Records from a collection
· · · · · · ·

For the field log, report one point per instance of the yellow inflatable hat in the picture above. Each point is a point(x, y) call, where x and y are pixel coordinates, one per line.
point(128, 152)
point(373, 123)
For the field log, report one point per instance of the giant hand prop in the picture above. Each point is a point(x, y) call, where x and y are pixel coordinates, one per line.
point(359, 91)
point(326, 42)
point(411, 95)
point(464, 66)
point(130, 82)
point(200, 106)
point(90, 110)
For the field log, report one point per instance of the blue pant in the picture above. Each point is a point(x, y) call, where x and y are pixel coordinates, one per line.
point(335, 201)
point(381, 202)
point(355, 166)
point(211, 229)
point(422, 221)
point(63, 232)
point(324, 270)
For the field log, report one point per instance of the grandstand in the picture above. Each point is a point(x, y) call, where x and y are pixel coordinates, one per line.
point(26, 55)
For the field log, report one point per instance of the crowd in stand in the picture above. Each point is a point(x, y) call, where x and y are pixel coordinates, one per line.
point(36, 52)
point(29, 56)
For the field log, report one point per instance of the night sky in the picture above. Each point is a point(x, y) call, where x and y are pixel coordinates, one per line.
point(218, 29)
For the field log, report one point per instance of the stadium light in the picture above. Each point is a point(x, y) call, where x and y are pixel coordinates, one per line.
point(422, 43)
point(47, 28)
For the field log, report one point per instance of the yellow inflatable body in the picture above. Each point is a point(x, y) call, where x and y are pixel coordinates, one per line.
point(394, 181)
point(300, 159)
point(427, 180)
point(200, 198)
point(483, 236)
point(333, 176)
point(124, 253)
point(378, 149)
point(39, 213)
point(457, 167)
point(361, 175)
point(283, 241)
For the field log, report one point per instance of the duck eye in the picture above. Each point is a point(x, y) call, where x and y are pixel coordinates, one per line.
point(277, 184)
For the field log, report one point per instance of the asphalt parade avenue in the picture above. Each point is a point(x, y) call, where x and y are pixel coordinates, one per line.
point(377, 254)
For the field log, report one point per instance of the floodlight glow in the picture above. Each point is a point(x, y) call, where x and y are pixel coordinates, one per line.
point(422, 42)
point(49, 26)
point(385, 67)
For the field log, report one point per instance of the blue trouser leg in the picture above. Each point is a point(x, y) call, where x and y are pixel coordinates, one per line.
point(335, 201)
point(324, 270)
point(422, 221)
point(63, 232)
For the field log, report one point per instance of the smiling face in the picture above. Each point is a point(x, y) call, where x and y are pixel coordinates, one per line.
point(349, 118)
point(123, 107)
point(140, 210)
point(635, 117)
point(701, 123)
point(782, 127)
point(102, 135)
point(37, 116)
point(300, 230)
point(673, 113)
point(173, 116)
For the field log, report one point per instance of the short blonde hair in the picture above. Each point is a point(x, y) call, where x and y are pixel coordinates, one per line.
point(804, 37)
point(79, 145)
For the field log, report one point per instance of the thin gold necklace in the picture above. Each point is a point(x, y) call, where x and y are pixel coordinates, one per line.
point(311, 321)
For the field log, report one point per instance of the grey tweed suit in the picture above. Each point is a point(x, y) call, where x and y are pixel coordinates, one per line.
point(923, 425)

· · · · · · ·

[Task requirements]
Reproduce every line of the listing above verbatim, from the first line through the last.

[Worked answer]
For the field log, report one point per instance of the yellow inflatable hat in the picture above. Each point is a point(x, y) call, where x and y are pixel coordinates, one per line.
point(128, 152)
point(373, 123)
For the field log, report one point per instance of the giant hand prop in the picture above. Each point is a point(x, y) call, where x and y are pixel coordinates, one per line.
point(359, 91)
point(326, 42)
point(411, 95)
point(464, 66)
point(130, 82)
point(200, 106)
point(90, 110)
For the field log, report one point per instance of the blue pant in the picture above. Each point is a point(x, y) call, where x and y are pixel coordinates, one per line.
point(335, 201)
point(381, 202)
point(355, 166)
point(211, 229)
point(422, 221)
point(63, 232)
point(324, 270)
For the field log, report one point per instance of the grandstand in the picture above. Each point is a point(x, y) call, where x and y are pixel coordinates, one per line.
point(26, 55)
For the field log, report one point per instance of the crowd in stand in the picture above. Each point is a point(x, y) call, where x and y are pixel coordinates, one per line.
point(36, 52)
point(29, 56)
For the field log, report one point per instance of the night sky in the picture above. Each point is a point(x, y) call, where x and y are pixel coordinates, one per line.
point(218, 29)
For the field log, report one point per instance of the stadium light in the picture above. Each point is a point(x, y) call, where x and y are pixel coordinates, one per line.
point(422, 43)
point(47, 28)
For the field log, report one point per instance of the yellow inflatable body in the picture above. Each point is a point(x, y) call, where x and y are pixel coordinates, one per line.
point(394, 181)
point(300, 159)
point(427, 180)
point(200, 198)
point(483, 236)
point(333, 176)
point(124, 253)
point(378, 149)
point(39, 213)
point(457, 167)
point(361, 175)
point(283, 241)
For the field log, report one point per instance of the duck eye in the picture above. Each point is a point(x, y) call, where x and y are pixel coordinates, one per line.
point(277, 184)
For the field log, report one point per instance of the asphalt parade avenue in the picture above. Each point is a point(x, y) call, where x and y are pixel coordinates, one per line.
point(377, 254)
For the field log, report one point per instance of the floodlight glow in the picture above. Each point is a point(x, y) call, where x and y are pixel coordinates, one per line.
point(422, 42)
point(49, 26)
point(385, 67)
For the field log, report one point per instance of the blue trouser leg in the picture above. Each point is a point(x, y) call, where x and y are pixel coordinates, one per line.
point(335, 201)
point(324, 270)
point(422, 221)
point(63, 232)
For the field log, report one point per instance of the smiling face in the picture above. Each point is a point(x, y) call, where x and y are pixel coordinates, one per line.
point(349, 118)
point(123, 107)
point(140, 210)
point(635, 117)
point(701, 123)
point(782, 127)
point(102, 135)
point(37, 116)
point(300, 230)
point(673, 113)
point(173, 116)
For the field log, report one point per instance of the short blonde hair in the picture above. Each point is a point(x, y) call, where x and y are pixel coordinates, one per line.
point(804, 37)
point(79, 145)
For the field log, report one point per instance of the thin gold necklace in the picture above. Each point is a point(x, y) call, where x and y are pixel coordinates, one per line.
point(311, 321)
For the field log, report one point per instance of the grey tweed suit in the picture above. Each point is a point(x, y) call, where x and y are pixel coordinates, one per line.
point(923, 425)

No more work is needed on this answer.